**TASK TO CARRY OUT**
Reproduce the entire text on Carlo III di Tocco Cantelmo Stuart below word for word, with nothing added, left out, or altered.
Top of TEXT SECTION
Prince of Achaea (Neapolitan nobility)
- Reign: 16 April 1877 – 24 March 1884
- Predecessor: Francesco di Tocco Cantelmo Stuart
- Successor: Carlo Capece Galeota
- Born: 4 April 1827 Naples
- Died: 24 March 1884 (aged 56) Naples
- Dynasty: Tocco
- Father: Francesco di Tocco Cantelmo Stuart
- Mother: Maria Maddalena di Tocco Cantelmo Stuart

= Carlo III di Tocco Cantelmo Stuart =

Prince of Montemiletto

Don Carlo III di Tocco Cantelmo Stuart (Note: By the time Carlo III di Tocco Cantelmo Stuart became the head of the Tocco family there had been four previous heads of the Tocco family with the name Carlo: Carlo I Tocco, Carlo II Tocco, Carlo III Tocco and Carlo II di Tocco Cantelmo Stuart. Through this it follows that he could accurately be considered Carlo V Tocco. Rather than being enumerated as Carlo V, the later Tocchi enumerated themselves as princes of Montemiletto, Carlo III being the third Carlo of the Tocco family to be prince of Montemiletto, after his grandfather Carlo II di Tocco Cantelmo Stuart and his matrilineal ancestor Carlo de Tocco.) (4 April 1827 – 24 March 1884), or Carlo di Tocco for short, was a 19th-century Italian noble, serving as the Prince of Montemiletto and the titular Prince of Achaea from the death of his father Francesco di Tocco Cantelmo Stuart in 1877 to his own death in 1884. Carlo III di Tocco Cantelmo Stuart was the last living member of the Tocco family, which had once ruled the Despotate of Epirus. Carlo was prominent among the nobility of Italy, having held high honors in the Kingdom of the Two Sicilies until its fall in 1861 and thereafter becoming a leader figure among those who sought to restore it.
Bottom of TEXT SECTION
Top of DATA UNDER STUDY
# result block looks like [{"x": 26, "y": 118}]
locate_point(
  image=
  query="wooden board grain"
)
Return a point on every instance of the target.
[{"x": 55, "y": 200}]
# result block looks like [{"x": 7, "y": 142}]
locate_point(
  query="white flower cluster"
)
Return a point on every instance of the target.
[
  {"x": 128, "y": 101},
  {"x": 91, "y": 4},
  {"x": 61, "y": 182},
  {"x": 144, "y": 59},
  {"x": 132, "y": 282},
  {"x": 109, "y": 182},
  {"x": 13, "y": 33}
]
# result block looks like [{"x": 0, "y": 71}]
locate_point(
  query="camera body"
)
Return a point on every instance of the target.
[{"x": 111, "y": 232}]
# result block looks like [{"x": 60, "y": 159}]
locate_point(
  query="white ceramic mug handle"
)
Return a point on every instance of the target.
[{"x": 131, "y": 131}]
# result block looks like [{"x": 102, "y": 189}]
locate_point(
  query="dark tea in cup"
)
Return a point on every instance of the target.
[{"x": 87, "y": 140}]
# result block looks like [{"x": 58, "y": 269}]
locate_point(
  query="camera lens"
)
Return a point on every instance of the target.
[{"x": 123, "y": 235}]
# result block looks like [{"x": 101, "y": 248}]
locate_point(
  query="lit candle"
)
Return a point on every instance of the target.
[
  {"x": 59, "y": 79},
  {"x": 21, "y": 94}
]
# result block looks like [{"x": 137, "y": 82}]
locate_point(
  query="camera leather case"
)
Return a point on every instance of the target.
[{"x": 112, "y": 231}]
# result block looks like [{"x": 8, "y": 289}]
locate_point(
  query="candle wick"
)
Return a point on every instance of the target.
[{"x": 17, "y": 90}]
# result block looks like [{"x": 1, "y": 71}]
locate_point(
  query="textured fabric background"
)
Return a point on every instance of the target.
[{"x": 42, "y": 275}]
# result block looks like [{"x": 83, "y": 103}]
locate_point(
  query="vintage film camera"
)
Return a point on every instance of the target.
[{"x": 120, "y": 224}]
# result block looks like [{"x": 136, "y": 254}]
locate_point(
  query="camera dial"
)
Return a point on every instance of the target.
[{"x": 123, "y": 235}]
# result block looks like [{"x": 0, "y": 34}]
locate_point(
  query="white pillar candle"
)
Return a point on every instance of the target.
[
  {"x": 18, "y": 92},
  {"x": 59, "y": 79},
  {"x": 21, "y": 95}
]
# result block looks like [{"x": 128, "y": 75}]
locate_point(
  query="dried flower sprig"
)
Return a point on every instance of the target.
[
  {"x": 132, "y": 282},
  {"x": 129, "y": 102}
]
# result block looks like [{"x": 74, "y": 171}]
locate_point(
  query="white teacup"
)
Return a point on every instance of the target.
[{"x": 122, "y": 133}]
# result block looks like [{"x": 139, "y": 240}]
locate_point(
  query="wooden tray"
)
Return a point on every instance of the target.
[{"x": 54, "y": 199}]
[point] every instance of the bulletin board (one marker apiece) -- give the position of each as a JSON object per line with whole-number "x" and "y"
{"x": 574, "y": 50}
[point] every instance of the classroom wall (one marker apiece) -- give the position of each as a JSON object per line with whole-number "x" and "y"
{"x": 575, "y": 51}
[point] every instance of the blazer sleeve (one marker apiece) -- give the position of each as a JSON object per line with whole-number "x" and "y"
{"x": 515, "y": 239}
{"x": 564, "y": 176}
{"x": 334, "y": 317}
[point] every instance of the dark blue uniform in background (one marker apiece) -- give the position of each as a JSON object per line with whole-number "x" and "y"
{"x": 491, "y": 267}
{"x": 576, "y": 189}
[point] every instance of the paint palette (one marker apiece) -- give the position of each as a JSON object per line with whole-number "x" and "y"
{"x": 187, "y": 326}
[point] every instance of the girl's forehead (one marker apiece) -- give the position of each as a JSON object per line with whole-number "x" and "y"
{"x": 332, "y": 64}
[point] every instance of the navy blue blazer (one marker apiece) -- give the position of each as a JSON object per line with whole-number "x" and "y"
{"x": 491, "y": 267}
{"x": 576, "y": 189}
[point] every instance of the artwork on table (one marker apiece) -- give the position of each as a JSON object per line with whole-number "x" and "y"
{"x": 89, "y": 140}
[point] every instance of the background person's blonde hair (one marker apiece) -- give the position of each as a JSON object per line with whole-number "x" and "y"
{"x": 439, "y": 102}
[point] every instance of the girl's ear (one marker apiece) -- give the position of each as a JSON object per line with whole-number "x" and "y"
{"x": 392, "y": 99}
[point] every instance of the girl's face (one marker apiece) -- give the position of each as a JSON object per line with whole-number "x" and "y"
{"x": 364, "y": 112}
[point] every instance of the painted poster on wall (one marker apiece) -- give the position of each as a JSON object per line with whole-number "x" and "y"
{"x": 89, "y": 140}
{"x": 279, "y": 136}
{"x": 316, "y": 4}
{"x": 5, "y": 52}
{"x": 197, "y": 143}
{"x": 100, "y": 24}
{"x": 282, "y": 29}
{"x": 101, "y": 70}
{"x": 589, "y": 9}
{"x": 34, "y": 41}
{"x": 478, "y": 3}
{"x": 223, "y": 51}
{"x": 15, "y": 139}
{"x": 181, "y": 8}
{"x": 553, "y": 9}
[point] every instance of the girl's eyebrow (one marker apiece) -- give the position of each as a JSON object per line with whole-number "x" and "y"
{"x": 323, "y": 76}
Bottom of DATA UNDER STUDY
**TASK RESPONSE**
Prince of Achaea (Neapolitan nobility)
- Reign: 16 April 1877 – 24 March 1884
- Predecessor: Francesco di Tocco Cantelmo Stuart
- Successor: Carlo Capece Galeota
- Born: 4 April 1827 Naples
- Died: 24 March 1884 (aged 56) Naples
- Dynasty: Tocco
- Father: Francesco di Tocco Cantelmo Stuart
- Mother: Maria Maddalena di Tocco Cantelmo Stuart

= Carlo III di Tocco Cantelmo Stuart =

Prince of Montemiletto

Don Carlo III di Tocco Cantelmo Stuart (Note: By the time Carlo III di Tocco Cantelmo Stuart became the head of the Tocco family there had been four previous heads of the Tocco family with the name Carlo: Carlo I Tocco, Carlo II Tocco, Carlo III Tocco and Carlo II di Tocco Cantelmo Stuart. Through this it follows that he could accurately be considered Carlo V Tocco. Rather than being enumerated as Carlo V, the later Tocchi enumerated themselves as princes of Montemiletto, Carlo III being the third Carlo of the Tocco family to be prince of Montemiletto, after his grandfather Carlo II di Tocco Cantelmo Stuart and his matrilineal ancestor Carlo de Tocco.) (4 April 1827 – 24 March 1884), or Carlo di Tocco for short, was a 19th-century Italian noble, serving as the Prince of Montemiletto and the titular Prince of Achaea from the death of his father Francesco di Tocco Cantelmo Stuart in 1877 to his own death in 1884. Carlo III di Tocco Cantelmo Stuart was the last living member of the Tocco family, which had once ruled the Despotate of Epirus. Carlo was prominent among the nobility of Italy, having held high honors in the Kingdom of the Two Sicilies until its fall in 1861 and thereafter becoming a leader figure among those who sought to restore it.